▶ Brief:
Output all the data exactly. Pictures do not belong in the copy.

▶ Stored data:
☆ ☆ ☆ ☆
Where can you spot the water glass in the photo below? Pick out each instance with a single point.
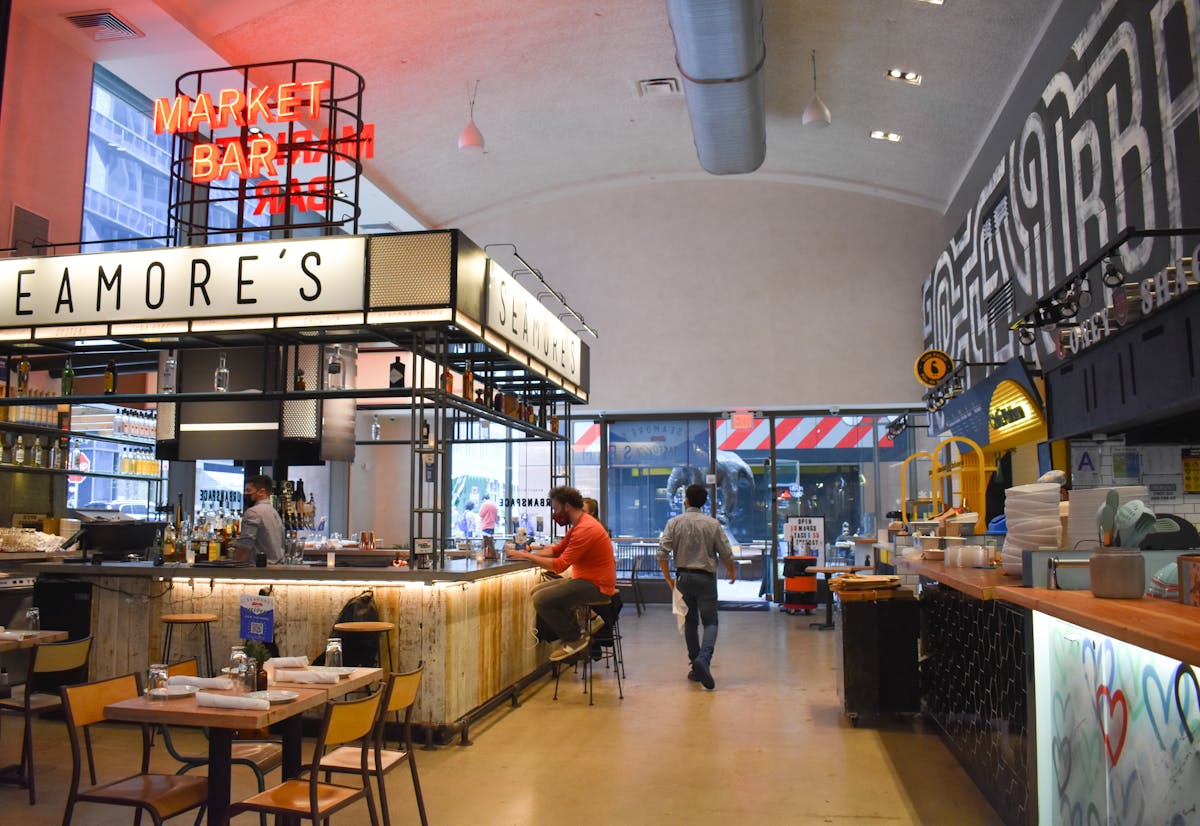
(156, 678)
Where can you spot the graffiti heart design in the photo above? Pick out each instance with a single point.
(1107, 704)
(1181, 705)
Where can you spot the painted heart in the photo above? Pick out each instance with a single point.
(1181, 702)
(1111, 719)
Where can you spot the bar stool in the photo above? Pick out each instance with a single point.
(203, 621)
(377, 628)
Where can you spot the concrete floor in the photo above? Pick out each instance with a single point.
(769, 746)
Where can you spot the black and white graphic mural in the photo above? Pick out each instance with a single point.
(1114, 142)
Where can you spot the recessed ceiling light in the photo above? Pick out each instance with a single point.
(904, 75)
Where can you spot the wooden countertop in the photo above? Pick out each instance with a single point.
(1162, 626)
(978, 582)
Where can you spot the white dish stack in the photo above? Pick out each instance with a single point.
(1032, 515)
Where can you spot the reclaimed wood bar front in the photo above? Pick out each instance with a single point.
(471, 626)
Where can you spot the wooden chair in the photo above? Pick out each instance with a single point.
(161, 796)
(259, 755)
(51, 665)
(346, 720)
(399, 696)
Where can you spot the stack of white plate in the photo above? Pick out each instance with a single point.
(1032, 515)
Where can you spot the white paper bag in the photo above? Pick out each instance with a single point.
(678, 608)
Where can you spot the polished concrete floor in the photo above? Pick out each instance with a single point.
(769, 746)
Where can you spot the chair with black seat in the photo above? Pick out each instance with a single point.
(161, 796)
(399, 696)
(346, 720)
(259, 755)
(51, 666)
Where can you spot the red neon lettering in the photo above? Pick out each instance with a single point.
(229, 107)
(204, 162)
(202, 112)
(168, 114)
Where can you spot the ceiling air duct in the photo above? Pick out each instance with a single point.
(720, 53)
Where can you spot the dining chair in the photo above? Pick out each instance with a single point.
(259, 755)
(161, 796)
(51, 665)
(400, 695)
(345, 722)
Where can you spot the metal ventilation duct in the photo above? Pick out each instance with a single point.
(720, 53)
☆ ☆ ☆ ☆
▶ Correct result:
Where can you spot the water glass in the photo below? Pick out each instance with a single point.
(156, 678)
Where can you spot the graffiti heart design in the photo above? Pick out each instance with a single point.
(1107, 704)
(1181, 705)
Where can you spot the painted heart in the photo above? Pick out each instance with a single point.
(1181, 702)
(1111, 719)
Where can you spot the bar stool in the photo above? Pick out each instance with a single point.
(203, 621)
(377, 628)
Where can you spot the concrete floor in the photo above? Pick out each instance with a single point.
(769, 746)
Where can you spot the black and white graphic mural in the photo above? Pick out each instance with a single point.
(1114, 142)
Where can you spot the recessed ceiling light in the photo above? Pick out each instance with a single point.
(904, 75)
Where can you spot the wooden countertop in the photo above? Pick out each instance with a single point.
(1162, 626)
(978, 582)
Where can you spot the white dish stack in the photo above? Pick out each instance with a single point.
(1032, 515)
Where can you spot the reclaimed wood bar front in the photo above? Pick out each instance with a single point.
(471, 626)
Where can you spot the wooden chair in the photo above? Pick out each instance with a single point.
(161, 796)
(259, 755)
(51, 665)
(346, 720)
(399, 696)
Where can you spot the stack of white plate in the photo above? Pick out each instance with a single point.
(1032, 515)
Where can you spot the white paper bag in the photo above? Pick out each instance with a single point.
(678, 608)
Where can you spot the polished concrete floor in the photo above? Pick out each instance with a single point.
(769, 746)
Where can you spot the chair with black seat in the photo above? Pick out each instance with a single point.
(161, 796)
(399, 696)
(346, 720)
(259, 755)
(51, 666)
Where can you spot the red neon lettering in the photo above? Pick out each instance with a single point.
(229, 107)
(204, 162)
(202, 112)
(168, 114)
Where can you spot the ceiling air duct in the photo above? Pick out each instance with a single point.
(720, 53)
Where can you spot the dining chair in the photo above? Pick out each instance with a single point.
(259, 755)
(161, 796)
(51, 665)
(400, 695)
(345, 722)
Where can you spot the metal ventilation duct in the photo above? Pick out each instance with a single point.
(720, 53)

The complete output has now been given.